- _Document passage_

-- -- --

Disused in 1981 the lease was transferred to the Trust and a £1/4 million scheme of restoration began. The West and Southern ranges were subject to detailed archaeological survey and extensive, sympathetic conversion. The Norman house and north range, now secure, remain for future work held back only by the search for a commercial end-user necessary to release essential improvement and restoration grants.

 Completed in 1986 & giving 3 conference & meeting rooms, kitchens etc for the use of all comers, the lease was returned to City of Lincoln Council with a caretaking licence retained by the Trust, now our office base.

1981 saw the planting of the roadside trees which now screen the car parking at Westgate and the Castle Mound on which the Trust planted daffodills

1991 saw the repair of the conduit at St Peter at Gowts, that at St Mary Wigford had been done at an earlier year,

This year also saw the receipt of another Lincoln Civic Award by our President Dr Kathleen Major for a lifetime contribution to research into Lincoln’s history reflecting some eight years of research leading to the publication by the Trust of four fasicules of the Survey of Ancient Houses in Lincoln with her colleagues Joan Varley & Stanley Jones.                               

Coupled with a legacy left to the Trust by Edward (Ted) Mason (saying not to be spent on fusty old buildings) £16,000 was contributed to tree planting on Birchwood Community Park.

A pair of derelict 19th century stone built cottages, Willsons Cottages, on Newport were restored and sold on completion in 1992.

On noting the Post Office’s plans to take out the old post box and phone box on Bailgate and substitute with stainless steel structures, the Trust took up the administration with English Heritage to have the them listed and so remain a feature of St Peter in the Bail.

-- -- --

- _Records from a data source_
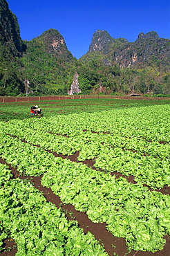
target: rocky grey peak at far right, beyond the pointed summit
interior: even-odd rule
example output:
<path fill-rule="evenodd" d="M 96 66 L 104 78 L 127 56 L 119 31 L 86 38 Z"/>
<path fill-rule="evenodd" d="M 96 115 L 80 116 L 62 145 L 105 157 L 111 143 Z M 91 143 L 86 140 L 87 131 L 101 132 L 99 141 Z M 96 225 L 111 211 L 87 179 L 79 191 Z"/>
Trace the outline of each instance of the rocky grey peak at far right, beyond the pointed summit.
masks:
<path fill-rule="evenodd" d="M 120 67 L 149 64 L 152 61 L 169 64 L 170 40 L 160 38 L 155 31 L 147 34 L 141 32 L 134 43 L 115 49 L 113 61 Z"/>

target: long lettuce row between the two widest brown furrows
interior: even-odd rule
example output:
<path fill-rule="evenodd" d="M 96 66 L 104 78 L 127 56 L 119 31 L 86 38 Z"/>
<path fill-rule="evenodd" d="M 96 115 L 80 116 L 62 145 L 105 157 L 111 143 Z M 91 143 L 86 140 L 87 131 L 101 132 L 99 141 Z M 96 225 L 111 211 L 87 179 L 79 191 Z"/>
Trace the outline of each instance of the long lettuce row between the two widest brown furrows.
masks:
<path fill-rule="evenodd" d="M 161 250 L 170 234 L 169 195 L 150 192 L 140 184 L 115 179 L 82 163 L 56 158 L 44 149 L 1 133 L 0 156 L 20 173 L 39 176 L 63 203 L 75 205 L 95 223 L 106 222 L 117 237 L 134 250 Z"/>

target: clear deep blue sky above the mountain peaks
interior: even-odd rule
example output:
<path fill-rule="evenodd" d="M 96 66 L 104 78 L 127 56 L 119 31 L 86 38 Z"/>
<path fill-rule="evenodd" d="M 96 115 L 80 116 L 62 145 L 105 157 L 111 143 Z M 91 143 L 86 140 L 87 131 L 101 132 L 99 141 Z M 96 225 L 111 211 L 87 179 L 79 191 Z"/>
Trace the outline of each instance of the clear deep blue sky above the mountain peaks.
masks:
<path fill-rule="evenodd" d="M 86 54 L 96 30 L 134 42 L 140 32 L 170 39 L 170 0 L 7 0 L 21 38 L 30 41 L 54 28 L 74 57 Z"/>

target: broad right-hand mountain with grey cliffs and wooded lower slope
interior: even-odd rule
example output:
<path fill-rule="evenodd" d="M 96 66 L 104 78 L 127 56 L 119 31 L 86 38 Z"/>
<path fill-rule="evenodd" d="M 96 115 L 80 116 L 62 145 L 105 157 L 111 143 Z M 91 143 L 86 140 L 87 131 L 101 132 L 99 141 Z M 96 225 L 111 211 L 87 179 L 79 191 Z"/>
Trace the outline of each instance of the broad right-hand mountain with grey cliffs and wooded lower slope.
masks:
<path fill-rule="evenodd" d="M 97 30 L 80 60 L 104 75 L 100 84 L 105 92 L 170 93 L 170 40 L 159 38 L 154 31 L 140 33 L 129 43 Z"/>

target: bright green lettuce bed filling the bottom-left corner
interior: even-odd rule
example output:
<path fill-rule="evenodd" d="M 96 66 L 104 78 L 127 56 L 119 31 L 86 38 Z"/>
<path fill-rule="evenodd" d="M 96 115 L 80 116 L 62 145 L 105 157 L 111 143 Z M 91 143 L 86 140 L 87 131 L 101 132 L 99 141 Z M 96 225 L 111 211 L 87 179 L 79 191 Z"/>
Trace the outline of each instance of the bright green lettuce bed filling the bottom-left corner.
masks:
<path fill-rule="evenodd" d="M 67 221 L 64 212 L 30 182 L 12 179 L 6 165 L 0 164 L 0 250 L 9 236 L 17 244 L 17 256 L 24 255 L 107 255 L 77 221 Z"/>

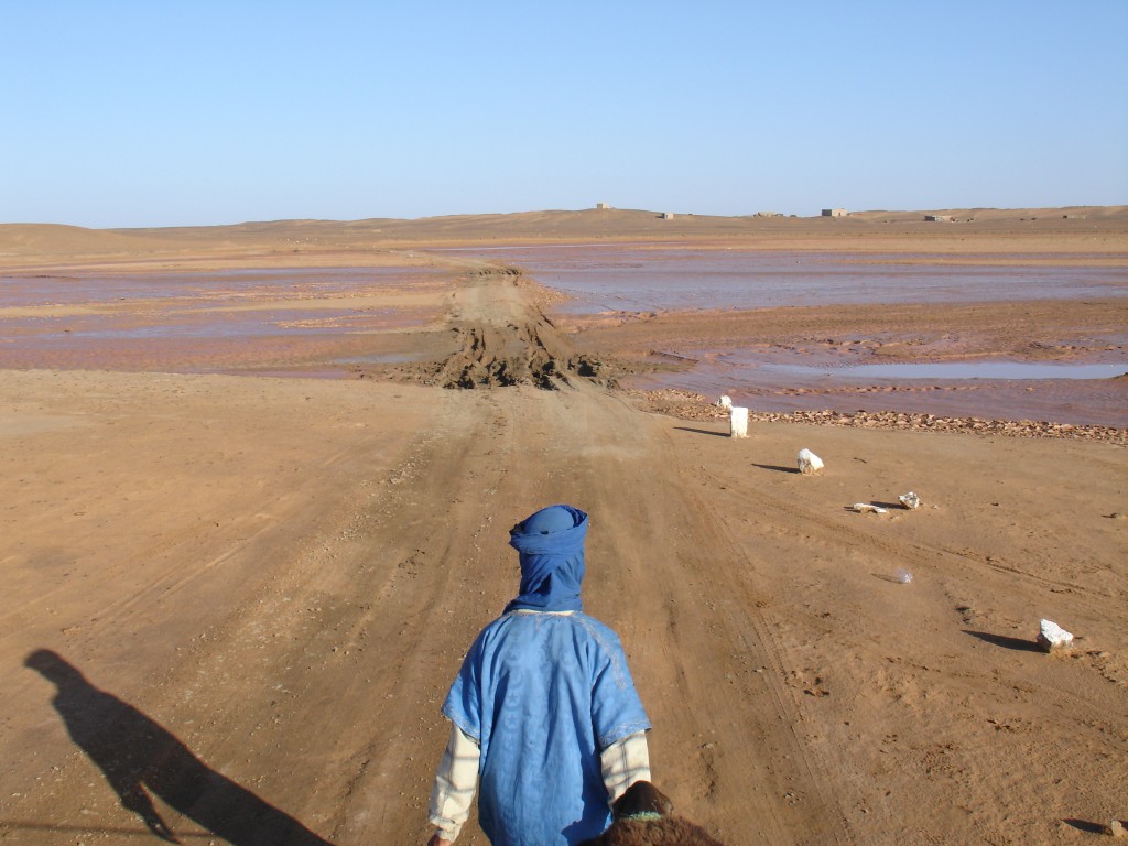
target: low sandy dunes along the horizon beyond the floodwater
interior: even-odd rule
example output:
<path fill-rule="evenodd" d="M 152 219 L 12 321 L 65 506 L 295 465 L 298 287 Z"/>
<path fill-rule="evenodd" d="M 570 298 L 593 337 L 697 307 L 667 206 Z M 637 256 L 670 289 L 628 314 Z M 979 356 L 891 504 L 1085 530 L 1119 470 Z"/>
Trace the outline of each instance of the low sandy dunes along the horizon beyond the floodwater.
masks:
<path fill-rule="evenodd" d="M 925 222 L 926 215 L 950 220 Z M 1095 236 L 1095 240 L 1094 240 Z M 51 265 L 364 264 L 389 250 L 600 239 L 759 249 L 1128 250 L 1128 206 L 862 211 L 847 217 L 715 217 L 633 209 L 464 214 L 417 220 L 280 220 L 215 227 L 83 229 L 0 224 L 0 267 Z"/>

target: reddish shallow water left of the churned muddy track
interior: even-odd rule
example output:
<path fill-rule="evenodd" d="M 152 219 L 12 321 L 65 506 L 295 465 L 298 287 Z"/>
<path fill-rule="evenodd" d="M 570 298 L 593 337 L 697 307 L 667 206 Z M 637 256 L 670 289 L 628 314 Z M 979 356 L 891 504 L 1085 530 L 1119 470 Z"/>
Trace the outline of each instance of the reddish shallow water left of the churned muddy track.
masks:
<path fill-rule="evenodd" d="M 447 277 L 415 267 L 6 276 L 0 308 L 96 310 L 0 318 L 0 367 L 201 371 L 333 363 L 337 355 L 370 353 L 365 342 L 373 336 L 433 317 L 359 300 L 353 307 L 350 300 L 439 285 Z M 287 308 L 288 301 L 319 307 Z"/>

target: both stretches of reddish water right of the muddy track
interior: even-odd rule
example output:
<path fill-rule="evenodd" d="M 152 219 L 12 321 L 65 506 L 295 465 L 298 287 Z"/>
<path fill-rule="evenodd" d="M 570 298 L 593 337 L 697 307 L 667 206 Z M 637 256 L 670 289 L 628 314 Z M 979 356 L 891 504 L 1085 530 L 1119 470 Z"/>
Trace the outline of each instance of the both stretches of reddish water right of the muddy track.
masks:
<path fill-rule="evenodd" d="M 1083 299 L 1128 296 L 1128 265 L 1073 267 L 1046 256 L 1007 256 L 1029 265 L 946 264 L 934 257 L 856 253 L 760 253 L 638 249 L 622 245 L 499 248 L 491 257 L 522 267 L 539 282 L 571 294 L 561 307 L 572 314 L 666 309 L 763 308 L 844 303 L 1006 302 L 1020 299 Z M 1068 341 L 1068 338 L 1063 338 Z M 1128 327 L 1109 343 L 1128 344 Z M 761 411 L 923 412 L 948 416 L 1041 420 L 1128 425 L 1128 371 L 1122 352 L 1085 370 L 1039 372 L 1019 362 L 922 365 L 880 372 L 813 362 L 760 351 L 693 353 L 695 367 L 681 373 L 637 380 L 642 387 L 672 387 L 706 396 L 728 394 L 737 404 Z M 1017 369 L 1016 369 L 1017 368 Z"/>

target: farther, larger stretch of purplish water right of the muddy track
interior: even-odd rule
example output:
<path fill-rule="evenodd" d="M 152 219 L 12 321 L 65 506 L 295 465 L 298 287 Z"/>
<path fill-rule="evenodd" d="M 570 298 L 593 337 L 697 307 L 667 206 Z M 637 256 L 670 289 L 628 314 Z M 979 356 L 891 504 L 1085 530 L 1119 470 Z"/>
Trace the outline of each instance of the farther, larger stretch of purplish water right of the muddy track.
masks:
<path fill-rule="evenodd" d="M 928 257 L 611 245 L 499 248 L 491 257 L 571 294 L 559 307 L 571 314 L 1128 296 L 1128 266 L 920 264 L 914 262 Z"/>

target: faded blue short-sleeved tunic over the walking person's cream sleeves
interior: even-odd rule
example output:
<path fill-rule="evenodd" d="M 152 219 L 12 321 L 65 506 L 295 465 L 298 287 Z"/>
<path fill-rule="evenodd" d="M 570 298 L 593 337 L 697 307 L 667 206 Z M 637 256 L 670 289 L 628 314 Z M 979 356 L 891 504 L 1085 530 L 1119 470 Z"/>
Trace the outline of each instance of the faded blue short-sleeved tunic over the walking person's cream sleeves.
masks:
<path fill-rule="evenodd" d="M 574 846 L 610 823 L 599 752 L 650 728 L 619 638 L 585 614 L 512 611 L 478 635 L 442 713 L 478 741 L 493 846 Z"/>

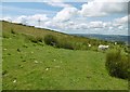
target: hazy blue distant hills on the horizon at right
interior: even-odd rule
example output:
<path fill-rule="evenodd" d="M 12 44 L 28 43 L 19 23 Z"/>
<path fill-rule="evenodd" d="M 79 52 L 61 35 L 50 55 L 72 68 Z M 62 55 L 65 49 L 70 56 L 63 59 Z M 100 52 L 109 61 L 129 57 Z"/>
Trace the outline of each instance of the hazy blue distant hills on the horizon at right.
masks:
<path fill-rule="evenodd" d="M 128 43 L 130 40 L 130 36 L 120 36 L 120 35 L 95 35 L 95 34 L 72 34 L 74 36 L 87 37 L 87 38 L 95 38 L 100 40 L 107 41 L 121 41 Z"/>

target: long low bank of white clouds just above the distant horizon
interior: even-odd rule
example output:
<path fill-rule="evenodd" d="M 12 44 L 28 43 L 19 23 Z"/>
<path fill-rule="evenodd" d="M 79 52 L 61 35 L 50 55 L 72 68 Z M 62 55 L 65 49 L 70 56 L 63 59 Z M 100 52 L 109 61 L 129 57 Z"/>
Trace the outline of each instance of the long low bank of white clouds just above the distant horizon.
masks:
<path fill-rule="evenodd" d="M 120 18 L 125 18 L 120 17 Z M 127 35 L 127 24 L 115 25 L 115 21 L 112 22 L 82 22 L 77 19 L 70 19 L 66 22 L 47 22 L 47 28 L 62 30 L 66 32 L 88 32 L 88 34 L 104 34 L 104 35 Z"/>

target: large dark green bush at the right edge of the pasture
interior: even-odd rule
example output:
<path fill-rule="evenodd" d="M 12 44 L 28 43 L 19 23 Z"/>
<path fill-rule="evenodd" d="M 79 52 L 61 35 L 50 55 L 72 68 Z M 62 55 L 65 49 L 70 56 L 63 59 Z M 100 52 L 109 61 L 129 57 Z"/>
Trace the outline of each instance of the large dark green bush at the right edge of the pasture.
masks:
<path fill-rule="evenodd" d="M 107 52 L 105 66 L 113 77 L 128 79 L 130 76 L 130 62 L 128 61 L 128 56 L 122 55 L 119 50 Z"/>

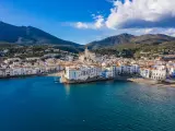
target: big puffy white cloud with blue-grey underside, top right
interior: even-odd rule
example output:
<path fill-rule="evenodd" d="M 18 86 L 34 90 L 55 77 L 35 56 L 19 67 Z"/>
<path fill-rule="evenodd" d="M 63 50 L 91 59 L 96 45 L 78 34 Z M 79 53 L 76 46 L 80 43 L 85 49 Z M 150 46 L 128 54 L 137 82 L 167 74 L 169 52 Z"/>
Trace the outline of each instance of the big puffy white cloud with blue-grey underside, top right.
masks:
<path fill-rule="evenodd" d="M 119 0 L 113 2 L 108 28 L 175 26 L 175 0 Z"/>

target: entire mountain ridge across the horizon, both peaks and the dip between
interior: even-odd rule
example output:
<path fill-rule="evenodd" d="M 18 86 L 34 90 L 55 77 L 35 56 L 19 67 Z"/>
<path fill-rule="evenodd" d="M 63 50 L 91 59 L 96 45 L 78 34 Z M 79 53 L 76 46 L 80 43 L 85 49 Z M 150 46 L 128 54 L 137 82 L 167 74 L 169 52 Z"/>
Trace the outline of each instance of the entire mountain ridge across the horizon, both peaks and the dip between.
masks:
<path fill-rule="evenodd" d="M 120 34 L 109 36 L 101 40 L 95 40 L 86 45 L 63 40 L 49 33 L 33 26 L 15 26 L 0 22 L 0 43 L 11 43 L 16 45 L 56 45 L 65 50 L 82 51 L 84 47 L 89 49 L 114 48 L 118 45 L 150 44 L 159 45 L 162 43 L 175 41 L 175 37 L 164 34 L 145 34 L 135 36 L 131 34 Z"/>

-- -- --

- _Problem requirements_
Please answer these questions from the passage on the Trust's work in Lincoln above the material:
1. In what year was the scheme that produced three conference and meeting rooms completed?
2. How much money was contributed to tree planting on Birchwood Community Park?
3. What was the name of the pair of derelict cottages on Newport that were restored?

- _Answer box_
1. 1986
2. £16,000
3. Willsons Cottages